Source data:
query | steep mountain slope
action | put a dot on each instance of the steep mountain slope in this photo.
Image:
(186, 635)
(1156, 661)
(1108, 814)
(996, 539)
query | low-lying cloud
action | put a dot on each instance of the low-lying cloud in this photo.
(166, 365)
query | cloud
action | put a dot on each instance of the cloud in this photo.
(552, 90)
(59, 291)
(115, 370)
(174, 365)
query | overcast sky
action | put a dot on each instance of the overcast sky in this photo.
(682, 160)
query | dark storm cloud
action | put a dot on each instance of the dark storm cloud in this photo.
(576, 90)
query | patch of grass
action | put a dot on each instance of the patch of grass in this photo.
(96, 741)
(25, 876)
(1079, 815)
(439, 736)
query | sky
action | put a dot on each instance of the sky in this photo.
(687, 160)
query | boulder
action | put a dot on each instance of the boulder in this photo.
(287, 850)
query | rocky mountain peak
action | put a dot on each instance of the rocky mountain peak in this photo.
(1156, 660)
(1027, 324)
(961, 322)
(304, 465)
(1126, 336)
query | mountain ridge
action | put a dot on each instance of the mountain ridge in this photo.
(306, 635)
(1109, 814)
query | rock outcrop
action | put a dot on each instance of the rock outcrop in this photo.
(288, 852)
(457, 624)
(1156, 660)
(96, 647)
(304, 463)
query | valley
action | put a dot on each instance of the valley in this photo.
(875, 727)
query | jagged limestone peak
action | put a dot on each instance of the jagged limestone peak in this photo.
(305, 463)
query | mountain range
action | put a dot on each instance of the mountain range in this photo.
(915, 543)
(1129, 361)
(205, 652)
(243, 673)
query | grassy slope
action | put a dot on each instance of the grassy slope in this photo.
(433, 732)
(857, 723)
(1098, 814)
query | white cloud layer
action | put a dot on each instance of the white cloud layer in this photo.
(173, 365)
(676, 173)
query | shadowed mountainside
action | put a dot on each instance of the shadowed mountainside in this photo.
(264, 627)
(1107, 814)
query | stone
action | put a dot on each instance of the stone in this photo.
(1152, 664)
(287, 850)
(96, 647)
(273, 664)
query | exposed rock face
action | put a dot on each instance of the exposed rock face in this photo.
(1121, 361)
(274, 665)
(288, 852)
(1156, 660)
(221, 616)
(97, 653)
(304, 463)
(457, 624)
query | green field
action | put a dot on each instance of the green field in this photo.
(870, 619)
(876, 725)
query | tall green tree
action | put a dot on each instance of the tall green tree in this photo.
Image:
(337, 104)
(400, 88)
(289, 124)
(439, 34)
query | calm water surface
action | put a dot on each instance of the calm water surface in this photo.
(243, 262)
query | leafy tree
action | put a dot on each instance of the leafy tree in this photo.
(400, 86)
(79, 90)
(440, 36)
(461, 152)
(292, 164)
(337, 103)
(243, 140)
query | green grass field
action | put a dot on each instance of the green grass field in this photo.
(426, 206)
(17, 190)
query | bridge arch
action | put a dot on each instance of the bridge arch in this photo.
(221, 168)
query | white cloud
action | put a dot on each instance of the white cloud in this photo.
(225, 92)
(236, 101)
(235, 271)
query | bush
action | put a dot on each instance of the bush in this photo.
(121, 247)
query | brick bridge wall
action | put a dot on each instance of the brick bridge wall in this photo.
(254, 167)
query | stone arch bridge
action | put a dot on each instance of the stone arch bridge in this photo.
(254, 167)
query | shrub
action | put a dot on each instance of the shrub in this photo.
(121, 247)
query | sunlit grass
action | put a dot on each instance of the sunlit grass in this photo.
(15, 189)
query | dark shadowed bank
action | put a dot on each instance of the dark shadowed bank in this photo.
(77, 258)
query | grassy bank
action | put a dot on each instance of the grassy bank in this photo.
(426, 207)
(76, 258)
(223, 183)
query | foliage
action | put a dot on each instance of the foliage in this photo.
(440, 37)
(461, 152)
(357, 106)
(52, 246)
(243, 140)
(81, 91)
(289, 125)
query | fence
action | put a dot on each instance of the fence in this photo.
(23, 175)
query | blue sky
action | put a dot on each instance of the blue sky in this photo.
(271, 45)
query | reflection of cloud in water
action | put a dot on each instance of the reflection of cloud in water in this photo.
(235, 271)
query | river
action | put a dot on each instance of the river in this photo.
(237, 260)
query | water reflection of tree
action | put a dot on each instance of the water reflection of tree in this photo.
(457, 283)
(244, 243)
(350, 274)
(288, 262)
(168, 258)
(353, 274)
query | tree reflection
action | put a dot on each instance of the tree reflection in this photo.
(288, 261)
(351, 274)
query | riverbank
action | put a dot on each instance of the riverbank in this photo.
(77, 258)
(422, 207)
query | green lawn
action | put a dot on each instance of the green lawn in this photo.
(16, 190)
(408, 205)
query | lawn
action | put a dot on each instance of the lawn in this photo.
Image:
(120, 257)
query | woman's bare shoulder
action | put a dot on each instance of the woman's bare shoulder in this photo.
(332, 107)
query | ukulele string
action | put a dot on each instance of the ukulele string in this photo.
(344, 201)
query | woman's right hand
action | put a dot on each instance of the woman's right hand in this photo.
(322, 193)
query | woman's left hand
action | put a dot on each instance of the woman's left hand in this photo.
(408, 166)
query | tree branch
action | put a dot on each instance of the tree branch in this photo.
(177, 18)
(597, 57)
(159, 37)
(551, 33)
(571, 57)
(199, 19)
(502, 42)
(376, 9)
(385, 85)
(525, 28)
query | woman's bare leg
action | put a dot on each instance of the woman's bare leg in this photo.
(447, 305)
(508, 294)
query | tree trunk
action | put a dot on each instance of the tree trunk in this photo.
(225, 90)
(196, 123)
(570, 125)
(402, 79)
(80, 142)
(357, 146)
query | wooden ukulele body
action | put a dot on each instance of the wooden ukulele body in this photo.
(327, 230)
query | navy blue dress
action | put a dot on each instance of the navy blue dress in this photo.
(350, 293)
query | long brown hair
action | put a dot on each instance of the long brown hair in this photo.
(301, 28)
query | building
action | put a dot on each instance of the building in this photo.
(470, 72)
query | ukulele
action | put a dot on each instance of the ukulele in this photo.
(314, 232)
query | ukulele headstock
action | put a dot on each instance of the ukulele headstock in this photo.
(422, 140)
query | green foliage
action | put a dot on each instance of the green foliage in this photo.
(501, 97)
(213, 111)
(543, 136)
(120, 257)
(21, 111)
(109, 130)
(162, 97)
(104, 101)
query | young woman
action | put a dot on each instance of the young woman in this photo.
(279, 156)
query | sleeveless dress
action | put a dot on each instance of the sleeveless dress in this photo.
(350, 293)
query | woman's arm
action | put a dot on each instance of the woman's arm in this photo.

§ **Work to complete**
Having output the line that contains "query | rock outcrop", stop. Every line before it, back to the first line of the data, must be reproduced exactly.

§ **Task output**
query | steep mountain slope
action | put a dot on each instance of the steep mountain slope in this photo.
Image:
(186, 635)
(1156, 661)
(1108, 814)
(996, 539)
query | low-lying cloud
action | put a dot on each instance of the low-lying cloud in this photo.
(166, 365)
query | cloud
action | put a dot on each instance of the cloud in this photo.
(552, 90)
(59, 291)
(115, 370)
(174, 365)
query | overcast sky
action | put a dot on each instance of the overcast sky in this photo.
(682, 160)
query | dark storm cloud
action | put a dot on each instance of the dark storm cloud in this photo.
(576, 90)
query | patch of grass
action | put a dot on each instance of the patch of grass in this photo.
(96, 741)
(25, 876)
(1079, 815)
(439, 736)
query | sky
action | put a dot on each instance of the sky in this photo.
(687, 160)
query | boulder
action | put a dot on each instance of the boulder in this photo.
(287, 850)
query | rocky mountain peak
action | put a dot on each instance of the rocky mountain peak in this photo.
(1156, 660)
(1027, 324)
(961, 322)
(304, 465)
(1126, 336)
query | mountain ridge
action | put a dot on each instance of the mountain ridge in this photo.
(306, 635)
(1109, 814)
query | rock outcrop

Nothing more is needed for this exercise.